Bei den Sichtweisen der Erzählung gibt es sehr viel zu erklären. Es scheint einfach: immer nur beschreiben, was jemand tut, und schon erzählt man aus dessen Sicht. Falsch gedacht! Denn ein falsches Adjektiv kann bereits eine Wertung von außen sein, sodass die Erzählweise geändert wird. Eine kurze Unaufmerksamkeit des Autors, und schwupps muss der Lektor bereits zum Rotstift greifen. Um dem Lektor Arbeit zu sparen und dem frischgebackenen Autor den Frust allzuvieler Fehler zu ersparen, werden die wichtigsten Merkmale und häufigsten Fehler bei der Erzählperspektive genannt.

Von einem guten Freund bekam ich zu hören: "ich lese es schon zum zweiten Mail, ein besseres Buch habe ich zu diesem Thema noch nicht gelesen. Die Autorin erklärt nicht zum tausendsten Mal, wie man Charaktere entwickelt, sondern sie geht wirklich nur auf das Schreiben selbst ein. Genial! Jetzt muss ich es nur noch umsetzen."

Eine Bekannte dagegen merkte frustriert an, dass es ihr zuviel um Schreibweisen und falsche Brüder ginge. Nun ja, dazu kann ich nur sagen: "Augen auf beim Bücherkauf". Denn dieses Thema wird auf Klappentext und Cover hervorgehoben. Es ist kein Buch für Sprachwissenschaftler, Deutschlehrer oder Lektoren. Sondern es ist ein Buch für Hobbyautoren und Hobbylektoren, die sich gerne ihr Wissen auffrischen möchten. Es macht Mut zum Schreiben und vermittelt Freude an der Arbeit.

■ DATEN:
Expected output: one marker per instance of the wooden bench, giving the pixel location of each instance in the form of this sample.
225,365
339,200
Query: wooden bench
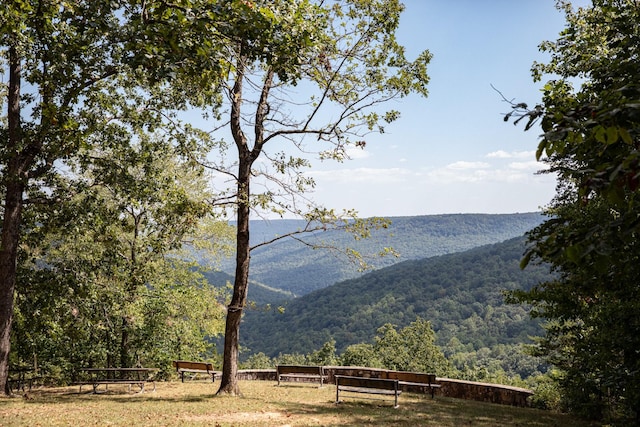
312,373
379,386
418,379
108,376
184,366
22,378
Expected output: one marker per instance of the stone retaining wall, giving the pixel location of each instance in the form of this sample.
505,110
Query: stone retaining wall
470,390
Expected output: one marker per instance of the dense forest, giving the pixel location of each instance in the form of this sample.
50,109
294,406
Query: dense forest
461,294
296,268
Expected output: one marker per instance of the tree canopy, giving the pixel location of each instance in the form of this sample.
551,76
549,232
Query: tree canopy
590,118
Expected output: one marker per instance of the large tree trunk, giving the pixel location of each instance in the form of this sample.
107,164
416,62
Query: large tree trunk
15,185
229,381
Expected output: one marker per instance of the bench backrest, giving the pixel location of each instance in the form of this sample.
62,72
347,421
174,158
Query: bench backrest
381,383
184,364
412,377
295,369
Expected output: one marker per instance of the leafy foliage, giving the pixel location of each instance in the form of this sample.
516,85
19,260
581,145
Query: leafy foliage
591,139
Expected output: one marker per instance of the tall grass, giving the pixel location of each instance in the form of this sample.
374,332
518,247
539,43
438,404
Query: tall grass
263,404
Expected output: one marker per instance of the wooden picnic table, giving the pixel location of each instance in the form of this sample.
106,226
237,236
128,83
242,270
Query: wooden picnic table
107,376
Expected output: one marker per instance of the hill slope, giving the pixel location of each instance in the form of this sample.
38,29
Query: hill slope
291,266
461,294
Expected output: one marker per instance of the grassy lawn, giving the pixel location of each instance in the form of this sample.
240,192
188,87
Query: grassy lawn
263,404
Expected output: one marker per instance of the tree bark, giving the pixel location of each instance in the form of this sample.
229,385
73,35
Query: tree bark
15,186
229,381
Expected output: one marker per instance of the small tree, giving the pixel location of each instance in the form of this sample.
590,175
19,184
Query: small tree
303,77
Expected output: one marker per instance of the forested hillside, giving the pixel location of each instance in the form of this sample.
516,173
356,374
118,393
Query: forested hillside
293,267
461,294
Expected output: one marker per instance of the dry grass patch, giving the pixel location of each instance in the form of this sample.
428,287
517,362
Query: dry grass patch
263,404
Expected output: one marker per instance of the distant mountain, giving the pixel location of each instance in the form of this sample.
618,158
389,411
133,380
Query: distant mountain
297,269
461,294
260,294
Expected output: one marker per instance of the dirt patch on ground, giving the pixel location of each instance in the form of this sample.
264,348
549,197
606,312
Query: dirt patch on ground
242,417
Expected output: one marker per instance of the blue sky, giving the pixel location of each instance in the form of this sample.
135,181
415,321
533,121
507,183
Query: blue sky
452,152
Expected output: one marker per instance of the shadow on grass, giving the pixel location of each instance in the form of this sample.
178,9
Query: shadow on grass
424,411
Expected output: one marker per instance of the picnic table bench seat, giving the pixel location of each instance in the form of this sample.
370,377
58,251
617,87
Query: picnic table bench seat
418,379
378,386
185,367
310,373
96,377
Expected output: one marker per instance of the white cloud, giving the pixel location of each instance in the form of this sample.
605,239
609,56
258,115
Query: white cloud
357,153
501,154
467,165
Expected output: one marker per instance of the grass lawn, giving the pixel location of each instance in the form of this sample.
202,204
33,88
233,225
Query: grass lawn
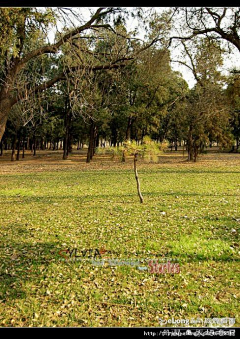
190,215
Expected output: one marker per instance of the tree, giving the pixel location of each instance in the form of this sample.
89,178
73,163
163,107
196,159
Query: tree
207,114
233,94
23,39
214,23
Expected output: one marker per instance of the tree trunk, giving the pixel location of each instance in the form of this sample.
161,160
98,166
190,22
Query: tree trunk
190,146
23,153
18,146
137,179
34,144
66,136
13,148
91,143
128,131
1,148
5,107
124,156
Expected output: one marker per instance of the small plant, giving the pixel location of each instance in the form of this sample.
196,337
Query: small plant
148,150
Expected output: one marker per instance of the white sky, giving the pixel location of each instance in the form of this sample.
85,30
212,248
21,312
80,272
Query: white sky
230,60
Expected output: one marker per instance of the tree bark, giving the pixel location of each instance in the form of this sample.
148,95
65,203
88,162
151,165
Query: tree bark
91,142
1,148
190,146
137,179
18,146
5,107
13,148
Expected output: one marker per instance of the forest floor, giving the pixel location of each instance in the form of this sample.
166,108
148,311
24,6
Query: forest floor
76,245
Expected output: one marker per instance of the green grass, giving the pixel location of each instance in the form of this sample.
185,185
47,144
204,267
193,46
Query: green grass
45,212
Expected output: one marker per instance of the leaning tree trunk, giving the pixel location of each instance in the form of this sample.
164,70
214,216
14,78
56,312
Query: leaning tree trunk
5,107
137,179
18,146
13,147
1,148
91,142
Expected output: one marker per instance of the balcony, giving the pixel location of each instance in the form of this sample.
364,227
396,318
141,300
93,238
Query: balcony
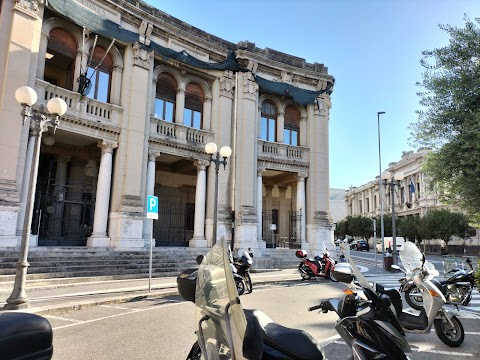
282,152
80,106
179,133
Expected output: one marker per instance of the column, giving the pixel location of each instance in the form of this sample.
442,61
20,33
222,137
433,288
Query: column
280,125
24,194
150,190
179,104
198,239
260,171
99,236
301,206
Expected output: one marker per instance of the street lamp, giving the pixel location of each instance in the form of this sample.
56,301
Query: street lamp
393,180
39,123
225,152
382,228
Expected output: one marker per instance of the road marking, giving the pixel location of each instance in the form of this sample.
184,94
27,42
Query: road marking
118,307
117,315
419,350
64,319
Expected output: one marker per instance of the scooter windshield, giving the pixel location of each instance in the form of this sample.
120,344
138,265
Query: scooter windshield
218,311
412,257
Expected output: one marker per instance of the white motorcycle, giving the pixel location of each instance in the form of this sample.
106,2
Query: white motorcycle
448,327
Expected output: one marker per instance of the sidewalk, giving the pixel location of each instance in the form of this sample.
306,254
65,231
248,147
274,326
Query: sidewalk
78,295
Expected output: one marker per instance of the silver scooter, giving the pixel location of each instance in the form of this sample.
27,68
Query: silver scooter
448,327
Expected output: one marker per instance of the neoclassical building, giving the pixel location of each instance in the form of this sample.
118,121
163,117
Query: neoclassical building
415,194
145,92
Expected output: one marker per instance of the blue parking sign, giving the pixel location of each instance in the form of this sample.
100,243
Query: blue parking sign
152,207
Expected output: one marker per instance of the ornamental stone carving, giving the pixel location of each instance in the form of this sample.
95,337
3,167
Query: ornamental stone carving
152,155
107,146
250,87
29,5
141,56
227,84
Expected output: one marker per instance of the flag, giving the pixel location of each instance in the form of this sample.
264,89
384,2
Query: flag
411,188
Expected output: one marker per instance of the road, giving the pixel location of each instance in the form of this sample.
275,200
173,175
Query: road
163,328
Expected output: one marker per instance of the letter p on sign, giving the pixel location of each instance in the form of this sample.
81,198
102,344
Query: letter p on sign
152,207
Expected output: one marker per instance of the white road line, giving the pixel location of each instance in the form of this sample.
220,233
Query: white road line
118,315
64,319
118,307
418,350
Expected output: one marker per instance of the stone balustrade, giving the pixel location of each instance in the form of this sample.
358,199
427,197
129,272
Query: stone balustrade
280,151
80,106
178,132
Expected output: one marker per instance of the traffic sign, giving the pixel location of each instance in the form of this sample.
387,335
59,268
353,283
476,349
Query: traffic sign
152,207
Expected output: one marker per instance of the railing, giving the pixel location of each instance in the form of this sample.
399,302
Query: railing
83,107
281,151
179,133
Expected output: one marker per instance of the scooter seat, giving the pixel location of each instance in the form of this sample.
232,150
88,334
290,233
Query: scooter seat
295,343
25,336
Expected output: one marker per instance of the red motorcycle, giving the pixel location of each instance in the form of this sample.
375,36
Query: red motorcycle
316,267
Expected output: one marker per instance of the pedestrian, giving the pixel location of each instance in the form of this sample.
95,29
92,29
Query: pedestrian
443,247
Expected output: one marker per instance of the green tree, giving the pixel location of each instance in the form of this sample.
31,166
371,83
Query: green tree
449,122
408,227
443,224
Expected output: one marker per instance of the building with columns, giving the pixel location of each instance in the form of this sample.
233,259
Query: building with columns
414,196
145,92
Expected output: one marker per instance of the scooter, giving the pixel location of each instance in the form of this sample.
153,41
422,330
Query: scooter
316,267
457,288
448,328
242,266
369,326
225,330
25,336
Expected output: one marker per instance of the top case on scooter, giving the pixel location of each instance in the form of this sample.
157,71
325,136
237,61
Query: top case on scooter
25,336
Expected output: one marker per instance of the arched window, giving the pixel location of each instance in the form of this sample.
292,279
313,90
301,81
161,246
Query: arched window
291,130
100,78
268,121
192,113
165,97
60,59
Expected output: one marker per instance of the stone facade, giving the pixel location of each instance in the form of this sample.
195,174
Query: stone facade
140,129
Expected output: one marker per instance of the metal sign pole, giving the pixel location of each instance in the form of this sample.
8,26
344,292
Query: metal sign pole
150,264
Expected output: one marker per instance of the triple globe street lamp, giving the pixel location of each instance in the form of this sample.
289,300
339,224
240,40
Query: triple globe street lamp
225,152
39,122
392,180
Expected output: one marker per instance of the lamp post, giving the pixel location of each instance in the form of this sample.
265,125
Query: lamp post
225,152
382,228
393,181
39,123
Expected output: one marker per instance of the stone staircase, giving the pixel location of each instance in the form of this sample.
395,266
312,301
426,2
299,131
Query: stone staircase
52,266
80,262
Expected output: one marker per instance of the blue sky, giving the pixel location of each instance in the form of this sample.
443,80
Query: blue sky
372,48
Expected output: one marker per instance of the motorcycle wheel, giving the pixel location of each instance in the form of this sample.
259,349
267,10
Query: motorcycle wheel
330,275
240,286
248,283
452,336
303,273
414,298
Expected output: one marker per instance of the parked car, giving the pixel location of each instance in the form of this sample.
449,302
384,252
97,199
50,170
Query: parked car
361,245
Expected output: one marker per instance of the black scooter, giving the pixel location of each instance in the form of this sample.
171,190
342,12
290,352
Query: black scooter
369,327
25,336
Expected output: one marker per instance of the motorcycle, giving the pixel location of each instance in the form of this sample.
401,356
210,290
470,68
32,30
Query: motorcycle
448,328
457,288
316,267
242,266
25,336
369,326
225,330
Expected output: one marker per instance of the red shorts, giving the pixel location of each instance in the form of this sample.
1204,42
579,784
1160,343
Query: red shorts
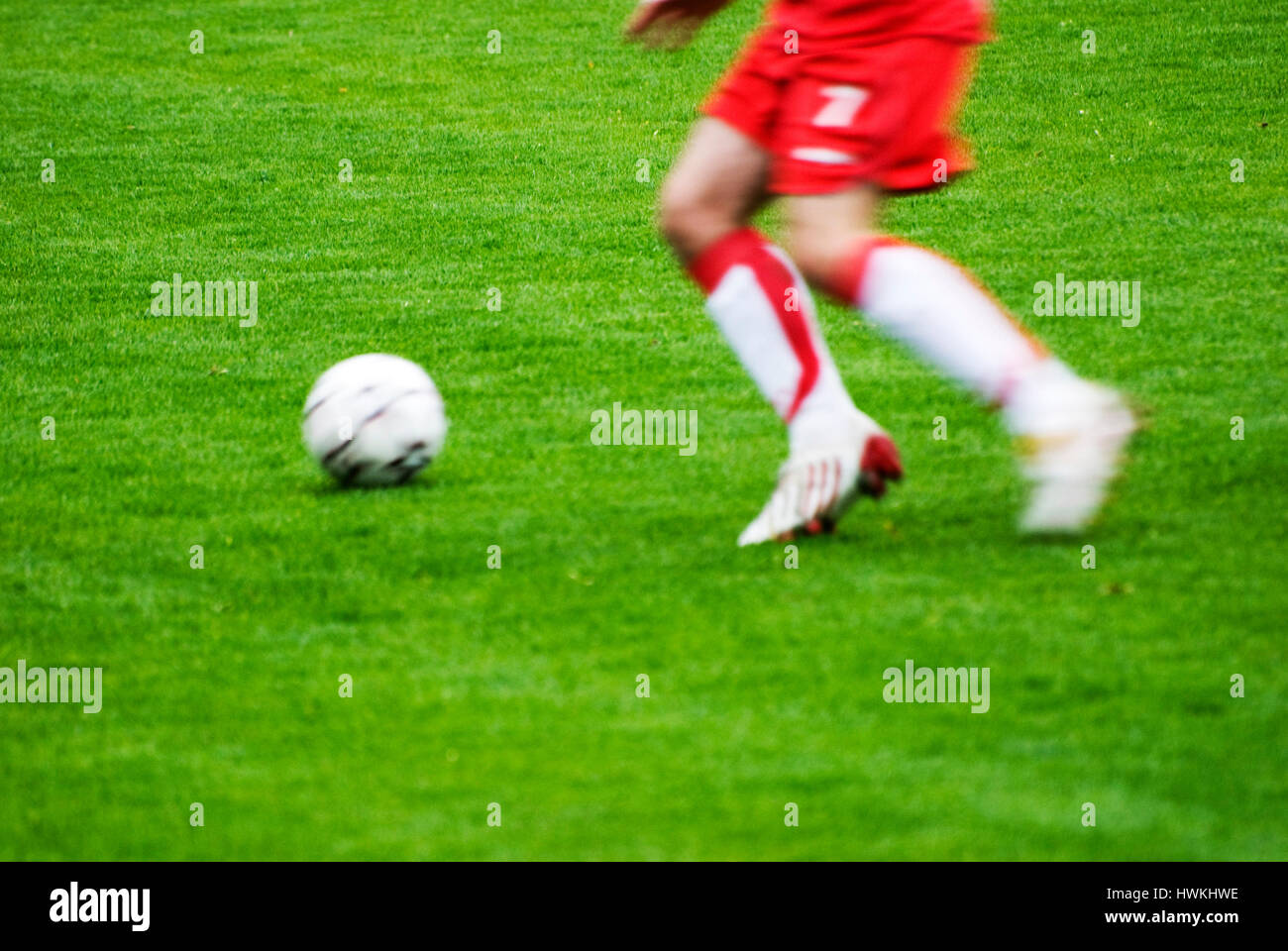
880,114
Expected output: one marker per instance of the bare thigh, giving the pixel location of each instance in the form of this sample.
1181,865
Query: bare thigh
824,228
713,187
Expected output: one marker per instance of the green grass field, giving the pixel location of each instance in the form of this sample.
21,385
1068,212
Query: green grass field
518,171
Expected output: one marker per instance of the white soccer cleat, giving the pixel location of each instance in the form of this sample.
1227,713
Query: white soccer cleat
1073,462
816,486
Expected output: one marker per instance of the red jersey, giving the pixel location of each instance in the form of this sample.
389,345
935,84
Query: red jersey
824,26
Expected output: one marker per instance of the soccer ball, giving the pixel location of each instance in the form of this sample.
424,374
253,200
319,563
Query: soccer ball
374,420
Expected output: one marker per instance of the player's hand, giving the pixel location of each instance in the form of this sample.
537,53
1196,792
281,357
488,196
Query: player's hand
669,24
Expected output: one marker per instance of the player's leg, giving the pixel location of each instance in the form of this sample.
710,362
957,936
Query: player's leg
1072,429
764,308
765,311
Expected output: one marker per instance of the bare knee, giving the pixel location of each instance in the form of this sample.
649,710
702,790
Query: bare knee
824,232
692,217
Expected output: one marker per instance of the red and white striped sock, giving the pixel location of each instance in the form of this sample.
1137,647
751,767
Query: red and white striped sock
939,311
764,308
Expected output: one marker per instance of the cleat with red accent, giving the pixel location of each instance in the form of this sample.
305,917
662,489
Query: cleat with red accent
818,484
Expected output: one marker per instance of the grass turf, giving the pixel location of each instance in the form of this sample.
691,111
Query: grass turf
518,171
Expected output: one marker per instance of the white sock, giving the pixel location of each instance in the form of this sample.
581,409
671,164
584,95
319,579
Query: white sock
764,308
940,312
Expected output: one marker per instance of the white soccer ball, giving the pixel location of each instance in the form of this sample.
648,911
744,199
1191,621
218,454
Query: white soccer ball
374,420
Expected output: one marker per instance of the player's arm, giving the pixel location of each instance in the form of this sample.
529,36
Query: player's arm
670,24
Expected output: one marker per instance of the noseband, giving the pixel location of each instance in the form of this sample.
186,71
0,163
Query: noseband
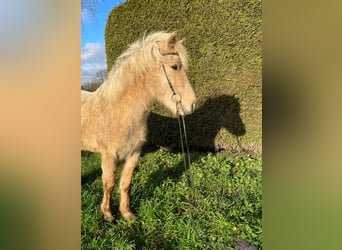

■ AUFGABEN:
1) Worauf geht die Autorin laut dem guten Freund im Text zur Erzählperspektive ein, statt Charakterentwicklung zu erklären?
2) Kopiere aus dem Text zur Erzählperspektive wörtlich die Stelle von „Von einem guten“ bis „an der Arbeit.“.
3) Fasse den Absatz im Text zur Erzählperspektive, der mit „Eine Bekannte dagegen“ beginnt, als Stichpunktliste zusammen und behalte dabei seine wesentlichen Fakten bei.

■ LÖSUNGEN:
1) Sie geht wirklich nur auf das Schreiben selbst ein.

2)
Von einem guten Freund bekam ich zu hören: "ich lese es schon zum zweiten Mail, ein besseres Buch habe ich zu diesem Thema noch nicht gelesen. Die Autorin erklärt nicht zum tausendsten Mal, wie man Charaktere entwickelt, sondern sie geht wirklich nur auf das Schreiben selbst ein. Genial! Jetzt muss ich es nur noch umsetzen."

Eine Bekannte dagegen merkte frustriert an, dass es ihr zuviel um Schreibweisen und falsche Brüder ginge. Nun ja, dazu kann ich nur sagen: "Augen auf beim Bücherkauf". Denn dieses Thema wird auf Klappentext und Cover hervorgehoben. Es ist kein Buch für Sprachwissenschaftler, Deutschlehrer oder Lektoren. Sondern es ist ein Buch für Hobbyautoren und Hobbylektoren, die sich gerne ihr Wissen auffrischen möchten. Es macht Mut zum Schreiben und vermittelt Freude an der Arbeit.

3)
- Eine Bekannte bemängelte frustriert, es gehe zu sehr um Schreibweisen und falsche Brüder.
- Dieses Thema wird jedoch auf Klappentext und Cover hervorgehoben, daher: „Augen auf beim Bücherkauf“.
- Das Buch richtet sich nicht an Sprachwissenschaftler, Deutschlehrer oder Lektoren.
- Es ist für Hobbyautoren und Hobbylektoren gedacht, die ihr Wissen auffrischen möchten.
- Es macht Mut zum Schreiben und vermittelt Freude an der Arbeit.